■ **Exercise**:
Write out each entry, exactly the way it appears.

= Beginning of Section =

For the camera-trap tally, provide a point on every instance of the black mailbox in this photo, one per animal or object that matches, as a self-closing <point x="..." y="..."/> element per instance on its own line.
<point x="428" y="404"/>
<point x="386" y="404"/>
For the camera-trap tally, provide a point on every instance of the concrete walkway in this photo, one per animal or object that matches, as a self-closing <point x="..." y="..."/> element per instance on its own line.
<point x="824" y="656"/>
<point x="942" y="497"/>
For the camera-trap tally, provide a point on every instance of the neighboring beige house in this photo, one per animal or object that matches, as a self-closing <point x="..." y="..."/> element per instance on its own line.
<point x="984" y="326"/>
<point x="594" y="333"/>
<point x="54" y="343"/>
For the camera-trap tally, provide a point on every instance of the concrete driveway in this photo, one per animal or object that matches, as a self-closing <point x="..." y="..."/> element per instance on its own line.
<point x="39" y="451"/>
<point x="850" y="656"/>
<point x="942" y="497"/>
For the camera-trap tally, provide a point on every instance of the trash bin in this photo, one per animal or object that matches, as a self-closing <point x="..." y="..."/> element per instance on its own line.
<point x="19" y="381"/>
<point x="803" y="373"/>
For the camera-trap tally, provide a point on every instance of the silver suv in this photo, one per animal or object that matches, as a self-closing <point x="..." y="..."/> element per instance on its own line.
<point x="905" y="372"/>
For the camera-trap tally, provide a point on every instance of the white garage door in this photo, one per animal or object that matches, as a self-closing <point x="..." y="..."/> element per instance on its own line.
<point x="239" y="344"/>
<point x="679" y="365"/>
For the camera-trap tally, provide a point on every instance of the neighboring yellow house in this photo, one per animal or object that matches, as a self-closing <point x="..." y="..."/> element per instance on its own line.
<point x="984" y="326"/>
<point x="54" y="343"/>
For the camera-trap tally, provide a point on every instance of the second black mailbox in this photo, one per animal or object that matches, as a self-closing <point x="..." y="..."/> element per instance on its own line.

= End of Section =

■ **Solved exercise**:
For the camera-trap tally, provide a point on every instance of the black mailbox in this photo, one per animal or object that matches, as a self-closing <point x="..." y="..."/> element per instance on its own line.
<point x="428" y="404"/>
<point x="386" y="404"/>
For the camera-trap tally, provide a point on every instance of the concrete walkway in this photo, one per animal or object that matches, as a self-closing <point x="..." y="..."/> element per instance on its own line.
<point x="824" y="656"/>
<point x="942" y="497"/>
For the camera-trap tally, provide a point on every instance of the neighboring beige house in this photo, one per animal or object that matches, as a self-closing <point x="..." y="..."/> element per instance on its own line.
<point x="984" y="326"/>
<point x="594" y="333"/>
<point x="54" y="343"/>
For the camera-trap tally, provide a point on every instance of the concrete driveway in this photo, one per animal or object that matches, as a self-closing <point x="..." y="..."/> element per instance on its own line.
<point x="39" y="451"/>
<point x="850" y="656"/>
<point x="942" y="497"/>
For the camera-trap tally, provide a point on every instance of the trash bin in this photo, one per animal or object that matches, as a self-closing <point x="..." y="..."/> element per instance on its own line.
<point x="19" y="381"/>
<point x="803" y="373"/>
For the camera-trap tally, provide a point on every instance of the silver suv in this photo, one per animal or object that matches, as a self-closing <point x="..." y="..."/> element per instance on its own line.
<point x="905" y="372"/>
For the camera-trap tally, provide a point on every instance of the white garage door in this photo, one per animal or object that matches, as a self-closing <point x="..." y="..."/> element per instance on its own line.
<point x="239" y="344"/>
<point x="679" y="365"/>
For the camera-trap tally, provide a point on every instance of the neighboring yellow house in this photo, one per animal or object that matches, as a self-closing <point x="..." y="..."/> element per instance on its own line.
<point x="984" y="326"/>
<point x="54" y="343"/>
For the camera-trap tally, provide a point on every instance of the second black mailbox in this photo, one per animal or object that matches, as a self-closing <point x="..." y="..."/> element per instance on its own line.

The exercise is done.